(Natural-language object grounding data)
┄┄┄┄┄┄┄┄┄┄┄┄┄┄┄┄┄┄┄┄

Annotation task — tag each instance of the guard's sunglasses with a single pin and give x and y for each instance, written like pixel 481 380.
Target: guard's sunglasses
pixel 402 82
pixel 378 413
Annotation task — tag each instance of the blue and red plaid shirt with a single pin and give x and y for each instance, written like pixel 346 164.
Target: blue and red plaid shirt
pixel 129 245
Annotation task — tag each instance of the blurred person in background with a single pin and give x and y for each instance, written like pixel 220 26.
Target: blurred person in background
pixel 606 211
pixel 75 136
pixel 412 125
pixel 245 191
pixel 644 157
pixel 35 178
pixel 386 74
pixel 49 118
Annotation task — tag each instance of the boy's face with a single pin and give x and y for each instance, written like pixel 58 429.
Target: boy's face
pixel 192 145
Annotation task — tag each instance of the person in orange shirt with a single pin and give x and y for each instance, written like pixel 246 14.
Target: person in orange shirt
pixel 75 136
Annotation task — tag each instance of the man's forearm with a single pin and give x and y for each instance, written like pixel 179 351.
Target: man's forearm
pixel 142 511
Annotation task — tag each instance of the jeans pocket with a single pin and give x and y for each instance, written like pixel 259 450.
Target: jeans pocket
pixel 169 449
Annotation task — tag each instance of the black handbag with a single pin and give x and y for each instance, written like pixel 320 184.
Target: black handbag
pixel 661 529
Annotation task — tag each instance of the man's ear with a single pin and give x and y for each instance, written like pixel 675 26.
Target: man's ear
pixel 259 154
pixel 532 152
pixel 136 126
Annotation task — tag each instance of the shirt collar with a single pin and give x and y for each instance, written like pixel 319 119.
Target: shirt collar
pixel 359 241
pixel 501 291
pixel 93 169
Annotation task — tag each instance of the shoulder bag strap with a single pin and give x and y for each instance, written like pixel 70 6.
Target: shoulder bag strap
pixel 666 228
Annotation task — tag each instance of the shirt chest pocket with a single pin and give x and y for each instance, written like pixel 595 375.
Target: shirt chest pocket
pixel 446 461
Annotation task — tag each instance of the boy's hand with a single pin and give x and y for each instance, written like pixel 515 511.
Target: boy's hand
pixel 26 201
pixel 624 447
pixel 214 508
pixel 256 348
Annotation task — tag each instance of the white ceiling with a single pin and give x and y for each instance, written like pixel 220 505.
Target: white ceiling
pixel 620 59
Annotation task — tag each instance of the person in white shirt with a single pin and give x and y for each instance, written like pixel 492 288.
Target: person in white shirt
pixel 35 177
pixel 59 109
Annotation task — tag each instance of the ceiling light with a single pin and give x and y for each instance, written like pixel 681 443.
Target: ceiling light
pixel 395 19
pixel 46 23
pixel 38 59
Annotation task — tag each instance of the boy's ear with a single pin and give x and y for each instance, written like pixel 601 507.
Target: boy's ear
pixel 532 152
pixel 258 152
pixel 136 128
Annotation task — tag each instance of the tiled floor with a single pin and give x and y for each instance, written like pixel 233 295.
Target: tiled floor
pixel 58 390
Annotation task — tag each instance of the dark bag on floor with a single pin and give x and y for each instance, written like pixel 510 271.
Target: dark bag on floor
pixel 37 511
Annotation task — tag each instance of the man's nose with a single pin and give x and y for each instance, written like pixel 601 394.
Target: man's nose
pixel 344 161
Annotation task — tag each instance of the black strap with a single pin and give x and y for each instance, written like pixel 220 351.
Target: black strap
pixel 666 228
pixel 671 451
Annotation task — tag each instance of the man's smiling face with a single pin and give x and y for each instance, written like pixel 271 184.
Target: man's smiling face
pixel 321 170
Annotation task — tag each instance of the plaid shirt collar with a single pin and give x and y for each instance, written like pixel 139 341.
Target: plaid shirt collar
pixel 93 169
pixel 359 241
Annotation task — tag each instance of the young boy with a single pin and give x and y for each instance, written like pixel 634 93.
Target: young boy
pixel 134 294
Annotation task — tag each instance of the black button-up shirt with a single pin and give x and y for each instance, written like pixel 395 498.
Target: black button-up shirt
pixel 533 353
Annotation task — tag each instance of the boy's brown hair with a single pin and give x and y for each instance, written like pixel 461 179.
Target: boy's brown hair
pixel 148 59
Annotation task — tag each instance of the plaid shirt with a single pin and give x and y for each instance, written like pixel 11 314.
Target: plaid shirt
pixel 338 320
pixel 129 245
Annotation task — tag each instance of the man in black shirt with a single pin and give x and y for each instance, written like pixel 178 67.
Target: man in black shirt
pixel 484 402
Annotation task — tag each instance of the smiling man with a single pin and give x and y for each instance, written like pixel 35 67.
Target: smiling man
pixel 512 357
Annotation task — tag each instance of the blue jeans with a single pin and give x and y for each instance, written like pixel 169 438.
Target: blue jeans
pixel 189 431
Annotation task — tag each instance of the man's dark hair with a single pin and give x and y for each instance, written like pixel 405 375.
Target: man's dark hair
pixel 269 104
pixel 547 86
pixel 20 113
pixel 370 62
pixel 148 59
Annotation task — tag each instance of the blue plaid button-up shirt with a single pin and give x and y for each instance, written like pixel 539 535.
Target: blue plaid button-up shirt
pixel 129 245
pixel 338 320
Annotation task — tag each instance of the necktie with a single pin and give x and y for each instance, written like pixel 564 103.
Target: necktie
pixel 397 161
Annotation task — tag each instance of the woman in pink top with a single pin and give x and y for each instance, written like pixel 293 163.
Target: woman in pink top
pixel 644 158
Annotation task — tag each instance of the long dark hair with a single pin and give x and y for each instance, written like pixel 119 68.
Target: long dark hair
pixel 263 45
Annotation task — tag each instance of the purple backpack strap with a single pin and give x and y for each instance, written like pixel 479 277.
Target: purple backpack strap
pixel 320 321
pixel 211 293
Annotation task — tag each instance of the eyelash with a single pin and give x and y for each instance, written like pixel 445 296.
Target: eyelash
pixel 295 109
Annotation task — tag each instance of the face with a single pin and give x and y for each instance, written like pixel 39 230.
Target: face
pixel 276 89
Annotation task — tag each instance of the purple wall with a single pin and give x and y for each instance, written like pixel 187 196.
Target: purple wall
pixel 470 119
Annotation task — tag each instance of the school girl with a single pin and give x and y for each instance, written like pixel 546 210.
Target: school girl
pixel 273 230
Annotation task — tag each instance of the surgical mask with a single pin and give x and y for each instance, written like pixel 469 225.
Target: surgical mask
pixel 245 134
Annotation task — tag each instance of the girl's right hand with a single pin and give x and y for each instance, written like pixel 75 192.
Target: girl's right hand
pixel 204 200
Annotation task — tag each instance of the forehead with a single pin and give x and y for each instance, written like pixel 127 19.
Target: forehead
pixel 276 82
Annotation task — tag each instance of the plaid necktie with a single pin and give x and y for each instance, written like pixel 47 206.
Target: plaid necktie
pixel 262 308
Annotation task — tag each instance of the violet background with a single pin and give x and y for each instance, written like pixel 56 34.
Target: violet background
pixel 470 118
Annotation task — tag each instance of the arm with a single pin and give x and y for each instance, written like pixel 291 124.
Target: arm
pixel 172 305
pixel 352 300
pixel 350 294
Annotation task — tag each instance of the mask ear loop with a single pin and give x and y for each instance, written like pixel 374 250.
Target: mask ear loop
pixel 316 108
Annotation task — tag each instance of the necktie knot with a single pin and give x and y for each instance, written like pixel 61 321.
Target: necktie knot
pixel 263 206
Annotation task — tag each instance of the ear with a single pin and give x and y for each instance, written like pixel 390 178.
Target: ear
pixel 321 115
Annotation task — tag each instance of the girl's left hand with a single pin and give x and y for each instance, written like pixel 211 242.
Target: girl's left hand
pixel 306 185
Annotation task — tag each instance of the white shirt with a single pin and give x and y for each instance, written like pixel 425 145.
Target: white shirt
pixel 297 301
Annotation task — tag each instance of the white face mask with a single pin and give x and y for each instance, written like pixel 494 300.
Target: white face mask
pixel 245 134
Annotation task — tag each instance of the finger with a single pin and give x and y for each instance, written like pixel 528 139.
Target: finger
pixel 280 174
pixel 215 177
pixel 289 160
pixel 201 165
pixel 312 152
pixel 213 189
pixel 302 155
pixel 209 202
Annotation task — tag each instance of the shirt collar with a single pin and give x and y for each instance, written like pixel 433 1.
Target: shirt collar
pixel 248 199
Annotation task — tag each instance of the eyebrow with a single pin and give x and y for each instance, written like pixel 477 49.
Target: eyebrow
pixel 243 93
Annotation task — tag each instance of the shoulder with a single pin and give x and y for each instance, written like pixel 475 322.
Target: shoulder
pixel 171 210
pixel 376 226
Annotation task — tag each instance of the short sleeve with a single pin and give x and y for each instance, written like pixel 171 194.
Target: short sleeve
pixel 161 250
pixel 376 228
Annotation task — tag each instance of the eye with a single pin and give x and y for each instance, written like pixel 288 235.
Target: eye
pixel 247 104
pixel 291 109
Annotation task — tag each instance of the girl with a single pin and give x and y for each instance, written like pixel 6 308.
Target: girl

┄┄┄┄┄┄┄┄┄┄┄┄┄┄┄┄┄┄┄┄

TASK:
Copy the lines above exactly. Start with the line containing "Target: eyebrow", end with the line containing "Annotation task — tag each instance of the short", and include both.

THE COMPLETED TASK:
Target: eyebrow
pixel 243 93
Annotation task — tag each instance of the shoulder with a single pin and give x and y for each instance, written like pixel 475 322.
Target: shoulder
pixel 171 210
pixel 376 226
Annotation task — tag each instance of the short sleeve with a single pin and give x and y for each instance, written like pixel 171 194.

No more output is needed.